◆ Task description ◆
Output the passage of the Duke of Edinburgh hospital article starting at "It is also hoped" and ending at "hospital on Monday.", word for word.

Duke of Edinburgh faces birthday in hospital while recovering from bladder infection

 
On tour: The Queen and Duke of Edinburgh pictured during their Jubilee tour of the UK
8 June 2012

The Duke of Edinburgh faces spending his 91st birthday in hospital, where he is recovering from a bladder infection.

Buckingham Palace said he might not be discharged by Sunday despite the Duke of York's assurance this week that his father was on the mend.

Philip had been planning to celebrate privately and was not due to attend his next scheduled engagement until Tuesday, when the Queen hosts a garden party at the Sandringham Estate to mark her Diamond Jubilee.

It is hoped her husband will be by her side at her Norfolk retreat if he has been discharged from the King Edward VII Hospital in central London by then.

It is also hoped he will be able to accompany her to the East Midlands on Wednesday for a two-day visit as part of the Queen's jubilee tour of the UK.

The King's Troop Royal Horse Artillery is expected to fire a salute in London's Hyde Park to mark Philip's birthday, the Ministry of Defence said.

The salute is fired every year to herald the occasion and the event is open to the public but not customarily attended by members of the royal family.

Philip was forced to miss some of the jubilee celebrations this week after he was admitted to hospital on Monday.

He had spent the previous day braving the elements for the Thames River Pageant, which doctors suggested might have exacerbated his condition if he did not make enough visits to the toilet during it.

On Wednesday he was visited by the Queen and Andrew, who said his father was "mending very well". Philip has also been visited by the Earl and Countess of Wessex and their children, Louise and James.

The Palace said earlier this week that he was being treated with antibiotics and was in good spirits.

Last December Philip underwent a successful procedure to clear a blocked coronary artery and was in hospital for four nights over Christmas.

Before the heart scare he had been fit and apparently healthy, and led the active life of a man of younger years.

In March this year his grandson Prince Harry said the operation had given him "a new spurt of life".

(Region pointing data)

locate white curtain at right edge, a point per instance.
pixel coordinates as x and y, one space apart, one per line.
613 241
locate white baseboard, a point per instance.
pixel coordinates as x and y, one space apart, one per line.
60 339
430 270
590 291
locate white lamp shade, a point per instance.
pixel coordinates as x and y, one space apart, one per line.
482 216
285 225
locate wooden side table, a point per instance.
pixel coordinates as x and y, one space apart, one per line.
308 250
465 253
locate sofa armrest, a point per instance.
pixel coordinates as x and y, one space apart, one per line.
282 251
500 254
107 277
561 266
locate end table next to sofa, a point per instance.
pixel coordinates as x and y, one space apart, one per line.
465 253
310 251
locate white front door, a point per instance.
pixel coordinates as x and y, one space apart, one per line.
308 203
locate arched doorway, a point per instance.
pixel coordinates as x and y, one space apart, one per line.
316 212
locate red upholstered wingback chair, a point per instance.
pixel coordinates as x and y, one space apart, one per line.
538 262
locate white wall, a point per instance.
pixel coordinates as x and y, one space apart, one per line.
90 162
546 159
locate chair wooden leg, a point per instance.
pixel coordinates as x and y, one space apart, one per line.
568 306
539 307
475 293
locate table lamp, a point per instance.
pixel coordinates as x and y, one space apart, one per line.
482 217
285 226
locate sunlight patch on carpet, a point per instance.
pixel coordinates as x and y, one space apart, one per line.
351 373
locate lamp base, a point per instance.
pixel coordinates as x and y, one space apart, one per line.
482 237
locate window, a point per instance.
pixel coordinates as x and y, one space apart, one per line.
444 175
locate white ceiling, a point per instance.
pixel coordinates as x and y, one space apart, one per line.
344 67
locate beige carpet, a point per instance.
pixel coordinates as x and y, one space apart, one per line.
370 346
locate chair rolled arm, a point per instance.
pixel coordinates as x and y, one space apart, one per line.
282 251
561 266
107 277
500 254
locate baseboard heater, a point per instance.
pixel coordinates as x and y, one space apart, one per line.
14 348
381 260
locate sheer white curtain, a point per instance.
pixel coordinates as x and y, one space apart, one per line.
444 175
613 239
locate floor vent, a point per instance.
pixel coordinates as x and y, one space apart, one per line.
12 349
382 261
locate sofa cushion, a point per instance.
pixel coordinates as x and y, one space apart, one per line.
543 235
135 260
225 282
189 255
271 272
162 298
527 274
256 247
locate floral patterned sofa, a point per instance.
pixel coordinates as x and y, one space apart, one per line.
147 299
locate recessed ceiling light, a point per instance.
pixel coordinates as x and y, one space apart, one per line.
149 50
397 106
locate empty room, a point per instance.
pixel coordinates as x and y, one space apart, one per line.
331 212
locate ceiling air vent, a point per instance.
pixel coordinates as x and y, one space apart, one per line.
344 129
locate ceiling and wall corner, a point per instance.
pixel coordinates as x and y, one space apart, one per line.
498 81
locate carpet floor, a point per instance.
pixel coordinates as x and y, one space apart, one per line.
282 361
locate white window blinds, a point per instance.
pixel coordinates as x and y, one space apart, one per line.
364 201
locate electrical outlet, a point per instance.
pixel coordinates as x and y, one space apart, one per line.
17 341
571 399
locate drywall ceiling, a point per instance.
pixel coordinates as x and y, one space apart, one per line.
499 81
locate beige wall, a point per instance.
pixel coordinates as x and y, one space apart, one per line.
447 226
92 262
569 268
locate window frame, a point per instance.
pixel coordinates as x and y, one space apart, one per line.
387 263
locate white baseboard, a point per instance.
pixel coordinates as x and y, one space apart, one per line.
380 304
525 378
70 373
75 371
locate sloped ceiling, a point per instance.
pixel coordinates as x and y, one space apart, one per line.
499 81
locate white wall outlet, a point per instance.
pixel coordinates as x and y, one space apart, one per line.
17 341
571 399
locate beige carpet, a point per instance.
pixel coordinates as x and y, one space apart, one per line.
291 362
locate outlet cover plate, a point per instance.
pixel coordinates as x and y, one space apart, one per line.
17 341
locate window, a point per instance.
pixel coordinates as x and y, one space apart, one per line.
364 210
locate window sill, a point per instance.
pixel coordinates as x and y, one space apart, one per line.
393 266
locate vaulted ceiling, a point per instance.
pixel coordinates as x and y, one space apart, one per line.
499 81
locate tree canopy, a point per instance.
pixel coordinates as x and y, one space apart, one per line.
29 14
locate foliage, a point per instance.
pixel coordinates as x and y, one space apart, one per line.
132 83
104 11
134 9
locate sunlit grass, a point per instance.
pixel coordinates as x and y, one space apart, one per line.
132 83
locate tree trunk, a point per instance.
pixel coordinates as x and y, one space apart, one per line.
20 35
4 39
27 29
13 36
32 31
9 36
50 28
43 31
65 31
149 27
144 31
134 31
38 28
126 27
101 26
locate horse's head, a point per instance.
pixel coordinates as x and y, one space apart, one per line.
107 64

◆ Answer for the task ◆
It is also hoped he will be able to accompany her to the East Midlands on Wednesday for a two-day visit as part of the Queen's jubilee tour of the UK.

The King's Troop Royal Horse Artillery is expected to fire a salute in London's Hyde Park to mark Philip's birthday, the Ministry of Defence said.

The salute is fired every year to herald the occasion and the event is open to the public but not customarily attended by members of the royal family.

Philip was forced to miss some of the jubilee celebrations this week after he was admitted to hospital on Monday.